[[ EXERCISE DATA, beginning ]]
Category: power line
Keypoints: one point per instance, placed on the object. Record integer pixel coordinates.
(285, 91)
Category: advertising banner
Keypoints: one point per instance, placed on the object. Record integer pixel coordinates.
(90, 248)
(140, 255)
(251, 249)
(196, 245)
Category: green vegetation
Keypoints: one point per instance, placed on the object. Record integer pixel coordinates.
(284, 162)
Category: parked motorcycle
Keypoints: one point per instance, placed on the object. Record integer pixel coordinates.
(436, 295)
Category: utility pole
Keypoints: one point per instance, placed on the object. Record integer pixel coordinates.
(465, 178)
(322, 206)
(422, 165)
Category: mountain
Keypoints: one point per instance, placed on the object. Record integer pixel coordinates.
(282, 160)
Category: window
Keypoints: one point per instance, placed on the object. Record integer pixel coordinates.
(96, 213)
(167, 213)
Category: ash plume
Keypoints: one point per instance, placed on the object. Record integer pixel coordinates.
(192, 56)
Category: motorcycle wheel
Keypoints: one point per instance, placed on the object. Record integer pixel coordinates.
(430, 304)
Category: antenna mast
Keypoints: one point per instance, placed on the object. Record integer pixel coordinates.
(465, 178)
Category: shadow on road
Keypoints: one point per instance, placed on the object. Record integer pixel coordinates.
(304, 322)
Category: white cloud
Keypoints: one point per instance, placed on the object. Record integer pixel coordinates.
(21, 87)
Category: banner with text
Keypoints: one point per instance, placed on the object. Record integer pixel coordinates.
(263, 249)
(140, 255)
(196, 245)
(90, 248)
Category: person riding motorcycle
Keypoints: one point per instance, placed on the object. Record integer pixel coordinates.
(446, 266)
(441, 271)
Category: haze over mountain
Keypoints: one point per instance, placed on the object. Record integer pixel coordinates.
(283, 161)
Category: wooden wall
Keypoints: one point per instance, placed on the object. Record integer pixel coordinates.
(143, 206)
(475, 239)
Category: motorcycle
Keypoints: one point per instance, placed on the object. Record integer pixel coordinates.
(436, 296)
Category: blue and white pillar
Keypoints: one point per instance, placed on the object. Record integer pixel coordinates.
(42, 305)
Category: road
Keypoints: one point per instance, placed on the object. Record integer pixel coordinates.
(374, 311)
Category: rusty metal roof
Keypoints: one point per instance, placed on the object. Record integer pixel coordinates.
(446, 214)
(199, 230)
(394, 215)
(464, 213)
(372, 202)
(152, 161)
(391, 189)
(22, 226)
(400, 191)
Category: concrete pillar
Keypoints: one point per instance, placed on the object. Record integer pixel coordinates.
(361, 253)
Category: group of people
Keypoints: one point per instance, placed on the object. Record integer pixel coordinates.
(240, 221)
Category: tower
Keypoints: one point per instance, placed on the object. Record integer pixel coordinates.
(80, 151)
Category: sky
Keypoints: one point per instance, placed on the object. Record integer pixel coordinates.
[[ EXERCISE DATA, end ]]
◆ EXERCISE REQUIREMENTS
Copy out each entry above with no deviation.

◆ RESPONSE TO THIS EXERCISE
Category: power line
Keypoints: one point per instance, placed on the object. Record integer pixel coordinates.
(285, 91)
Category: advertising banner
Keypoints: one point per instance, placed on the object. Record integer pixel coordinates.
(90, 248)
(140, 255)
(251, 249)
(196, 245)
Category: green vegetation
Keypoints: one point per instance, placed on the object. Record integer pixel coordinates.
(284, 162)
Category: parked motorcycle
Keypoints: one point per instance, placed on the object. Record integer pixel coordinates.
(436, 295)
Category: utility pole
Keypoints: one point per instance, placed on the object. Record integer pixel coordinates.
(465, 178)
(322, 206)
(422, 165)
Category: mountain
Keypoints: one point per instance, placed on the object. Record integer pixel coordinates.
(282, 160)
Category: window
Keypoints: one point per instance, placed on the object. Record integer pixel coordinates.
(96, 213)
(167, 213)
Category: ash plume
Keypoints: one point per instance, placed on the object. Record integer pixel coordinates.
(192, 56)
Category: motorcycle wheel
Keypoints: one point per instance, placed on the object. Record integer pixel coordinates.
(430, 304)
Category: antenna mast
Keypoints: one point per instance, placed on the object. Record integer pixel coordinates.
(465, 178)
Category: shadow on road
Keypoints: one point per instance, placed on the object. Record integer pixel coordinates.
(304, 322)
Category: white cloud
Keypoints: one point per instance, placed on the object. Record integer pixel coordinates.
(21, 87)
Category: banner with text
Keypoints: one point per instance, placed on the object. Record integer pixel coordinates.
(263, 249)
(140, 255)
(196, 245)
(90, 248)
Category: person riding motorcycle
Keypoints: one point per instance, placed on the object. Record integer pixel coordinates.
(446, 266)
(441, 271)
Category: haze over mountain
Keypoints: one point per instance, placed on the object. Record integer pixel coordinates.
(283, 161)
Category: wooden wall
Keypoints: one point per instance, placed on the object. Record integer pixel coordinates.
(143, 206)
(475, 239)
Category: motorcycle
Keypoints: one point per instance, placed on the object. Record integer pixel coordinates.
(436, 296)
Category: blue and white pillar
Keypoints: one point per instance, placed on the object. Record integer pixel coordinates.
(42, 305)
Category: road
Keypoints: one point per instance, placed on the object. Record integer pixel coordinates.
(374, 311)
Category: rusty metal roof
Keypoints: one point per instance, placed on the object. Record integer pixel coordinates.
(446, 214)
(199, 230)
(394, 215)
(464, 213)
(372, 202)
(152, 161)
(391, 189)
(22, 226)
(400, 191)
Category: concrete pillar
Keypoints: one point per instance, placed on the object. Record integer pixel coordinates.
(361, 253)
Category: group of people
Keypoints: one point per instance, placed on the object. Record integer pixel coordinates.
(240, 221)
Category: tower
Keypoints: one point per instance, placed on the object. Record integer pixel coordinates.
(80, 151)
Category: sky
Keypoints: one point per instance, placed on the object. Record integer pixel coordinates.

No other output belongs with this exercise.